_JOB_:
Copy the data word for word, starting at the line that contains "target: window" and ending after the line that contains "[(89, 2), (70, 0), (69, 4), (69, 51), (89, 54)]".

-- Start --

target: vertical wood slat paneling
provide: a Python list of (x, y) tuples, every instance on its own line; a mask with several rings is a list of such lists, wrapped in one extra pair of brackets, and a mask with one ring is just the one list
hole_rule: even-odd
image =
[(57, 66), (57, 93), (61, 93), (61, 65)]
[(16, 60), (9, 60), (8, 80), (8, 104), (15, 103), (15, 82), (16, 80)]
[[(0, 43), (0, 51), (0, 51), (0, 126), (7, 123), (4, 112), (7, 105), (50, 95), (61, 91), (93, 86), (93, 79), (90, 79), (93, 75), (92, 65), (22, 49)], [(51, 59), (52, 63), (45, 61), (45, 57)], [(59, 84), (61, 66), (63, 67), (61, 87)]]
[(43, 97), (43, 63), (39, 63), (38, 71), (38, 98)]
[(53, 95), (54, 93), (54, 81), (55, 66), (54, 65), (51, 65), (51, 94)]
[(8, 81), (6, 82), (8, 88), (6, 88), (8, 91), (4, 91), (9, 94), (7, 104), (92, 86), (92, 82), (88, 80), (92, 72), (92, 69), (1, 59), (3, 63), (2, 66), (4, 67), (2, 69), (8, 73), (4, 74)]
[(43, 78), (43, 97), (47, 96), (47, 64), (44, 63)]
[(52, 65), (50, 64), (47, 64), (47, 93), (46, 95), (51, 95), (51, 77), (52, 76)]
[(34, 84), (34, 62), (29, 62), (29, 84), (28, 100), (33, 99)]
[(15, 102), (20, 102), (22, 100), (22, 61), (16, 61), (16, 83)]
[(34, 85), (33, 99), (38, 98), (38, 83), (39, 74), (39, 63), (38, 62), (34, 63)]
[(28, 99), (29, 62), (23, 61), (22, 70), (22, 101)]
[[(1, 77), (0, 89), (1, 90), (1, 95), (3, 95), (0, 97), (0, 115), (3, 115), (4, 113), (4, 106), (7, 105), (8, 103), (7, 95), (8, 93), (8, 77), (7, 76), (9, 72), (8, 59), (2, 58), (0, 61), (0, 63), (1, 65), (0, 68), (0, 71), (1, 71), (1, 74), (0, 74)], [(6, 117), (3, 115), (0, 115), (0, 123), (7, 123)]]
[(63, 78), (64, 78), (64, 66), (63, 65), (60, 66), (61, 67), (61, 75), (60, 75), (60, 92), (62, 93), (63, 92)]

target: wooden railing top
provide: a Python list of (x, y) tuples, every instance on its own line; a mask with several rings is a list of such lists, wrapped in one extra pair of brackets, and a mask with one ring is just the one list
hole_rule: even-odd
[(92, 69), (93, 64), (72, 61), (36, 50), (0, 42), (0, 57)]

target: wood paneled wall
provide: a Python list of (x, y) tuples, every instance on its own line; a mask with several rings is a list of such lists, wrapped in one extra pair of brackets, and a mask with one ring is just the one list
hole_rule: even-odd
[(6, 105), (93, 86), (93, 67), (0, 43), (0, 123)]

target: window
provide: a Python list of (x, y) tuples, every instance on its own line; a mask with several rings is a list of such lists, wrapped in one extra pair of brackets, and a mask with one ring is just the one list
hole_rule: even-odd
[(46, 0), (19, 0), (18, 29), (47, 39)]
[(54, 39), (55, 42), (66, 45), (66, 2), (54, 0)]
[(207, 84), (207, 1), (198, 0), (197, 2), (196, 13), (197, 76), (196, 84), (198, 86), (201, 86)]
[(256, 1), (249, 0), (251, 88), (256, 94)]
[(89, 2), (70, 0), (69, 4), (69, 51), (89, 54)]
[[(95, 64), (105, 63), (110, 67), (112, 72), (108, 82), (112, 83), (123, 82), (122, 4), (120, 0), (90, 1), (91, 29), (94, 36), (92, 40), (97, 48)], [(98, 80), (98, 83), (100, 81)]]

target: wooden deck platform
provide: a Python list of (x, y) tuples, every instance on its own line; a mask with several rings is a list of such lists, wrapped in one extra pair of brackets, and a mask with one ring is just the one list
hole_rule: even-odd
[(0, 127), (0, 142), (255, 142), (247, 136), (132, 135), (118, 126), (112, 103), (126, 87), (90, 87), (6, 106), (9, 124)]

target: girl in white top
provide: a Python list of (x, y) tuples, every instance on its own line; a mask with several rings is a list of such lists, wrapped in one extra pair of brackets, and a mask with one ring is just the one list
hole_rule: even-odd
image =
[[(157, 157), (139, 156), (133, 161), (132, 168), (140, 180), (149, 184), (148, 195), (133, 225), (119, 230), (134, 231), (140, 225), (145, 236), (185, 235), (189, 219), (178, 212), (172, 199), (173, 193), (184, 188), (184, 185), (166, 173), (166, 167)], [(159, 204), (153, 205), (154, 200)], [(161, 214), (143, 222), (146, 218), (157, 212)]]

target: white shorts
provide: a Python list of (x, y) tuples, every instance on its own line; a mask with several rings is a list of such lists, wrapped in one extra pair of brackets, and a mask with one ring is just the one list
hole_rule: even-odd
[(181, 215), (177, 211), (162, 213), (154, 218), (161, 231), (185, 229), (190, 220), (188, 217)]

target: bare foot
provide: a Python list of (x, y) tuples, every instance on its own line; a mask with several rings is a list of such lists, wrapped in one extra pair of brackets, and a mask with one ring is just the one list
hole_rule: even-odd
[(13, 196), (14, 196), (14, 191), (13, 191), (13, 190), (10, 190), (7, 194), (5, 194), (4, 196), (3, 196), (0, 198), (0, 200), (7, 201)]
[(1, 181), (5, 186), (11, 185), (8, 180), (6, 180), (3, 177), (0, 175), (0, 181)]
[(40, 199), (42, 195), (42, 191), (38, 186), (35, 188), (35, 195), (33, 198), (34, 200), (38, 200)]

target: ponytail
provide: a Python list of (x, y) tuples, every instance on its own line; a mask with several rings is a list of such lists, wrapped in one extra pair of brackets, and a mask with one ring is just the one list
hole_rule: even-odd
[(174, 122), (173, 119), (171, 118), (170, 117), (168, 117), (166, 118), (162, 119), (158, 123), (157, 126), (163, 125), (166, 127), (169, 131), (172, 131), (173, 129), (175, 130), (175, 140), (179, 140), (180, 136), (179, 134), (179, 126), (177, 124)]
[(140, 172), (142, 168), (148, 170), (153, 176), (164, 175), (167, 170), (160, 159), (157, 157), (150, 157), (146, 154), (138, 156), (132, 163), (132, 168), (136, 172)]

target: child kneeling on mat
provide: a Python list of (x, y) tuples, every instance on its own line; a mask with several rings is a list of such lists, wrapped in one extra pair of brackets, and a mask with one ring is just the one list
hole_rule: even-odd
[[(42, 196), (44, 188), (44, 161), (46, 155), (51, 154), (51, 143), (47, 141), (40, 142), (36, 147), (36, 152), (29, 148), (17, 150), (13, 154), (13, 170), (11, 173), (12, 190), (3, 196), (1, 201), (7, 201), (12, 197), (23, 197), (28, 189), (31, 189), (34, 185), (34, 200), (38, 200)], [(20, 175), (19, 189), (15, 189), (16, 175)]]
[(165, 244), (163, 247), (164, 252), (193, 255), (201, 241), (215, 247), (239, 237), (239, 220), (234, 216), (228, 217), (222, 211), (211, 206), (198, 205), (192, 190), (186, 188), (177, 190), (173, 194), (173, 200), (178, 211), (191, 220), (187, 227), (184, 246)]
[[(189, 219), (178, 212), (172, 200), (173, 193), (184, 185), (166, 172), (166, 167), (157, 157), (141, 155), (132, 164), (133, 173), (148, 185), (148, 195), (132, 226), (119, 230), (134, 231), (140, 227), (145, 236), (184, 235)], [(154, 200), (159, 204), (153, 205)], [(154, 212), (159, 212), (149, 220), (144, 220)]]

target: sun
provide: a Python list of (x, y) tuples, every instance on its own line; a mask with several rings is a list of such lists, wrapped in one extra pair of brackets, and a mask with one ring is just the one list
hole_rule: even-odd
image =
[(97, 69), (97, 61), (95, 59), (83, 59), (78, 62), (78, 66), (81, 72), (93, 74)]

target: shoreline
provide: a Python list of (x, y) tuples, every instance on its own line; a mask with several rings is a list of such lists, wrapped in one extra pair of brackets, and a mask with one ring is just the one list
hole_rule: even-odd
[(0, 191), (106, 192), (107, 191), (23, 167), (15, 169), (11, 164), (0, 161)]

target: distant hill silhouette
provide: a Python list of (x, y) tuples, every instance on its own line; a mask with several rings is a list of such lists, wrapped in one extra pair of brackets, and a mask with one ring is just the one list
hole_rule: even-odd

-- End --

_RESPONSE TO THIS TASK_:
target: window
provide: a Python list of (x, y) tuples, every instance on its own line; a mask with several rings is a list of such lists, wrapped in one extra pair of brackets, and a mask with one ring is just the one list
hole_rule: even-odd
[(46, 0), (19, 0), (18, 29), (47, 39)]
[(54, 39), (55, 42), (66, 45), (66, 2), (54, 0)]
[(207, 84), (207, 1), (198, 0), (197, 2), (196, 13), (197, 76), (196, 84), (198, 86), (201, 86)]
[(256, 1), (249, 0), (251, 88), (256, 94)]
[(89, 2), (70, 0), (69, 4), (69, 51), (89, 54)]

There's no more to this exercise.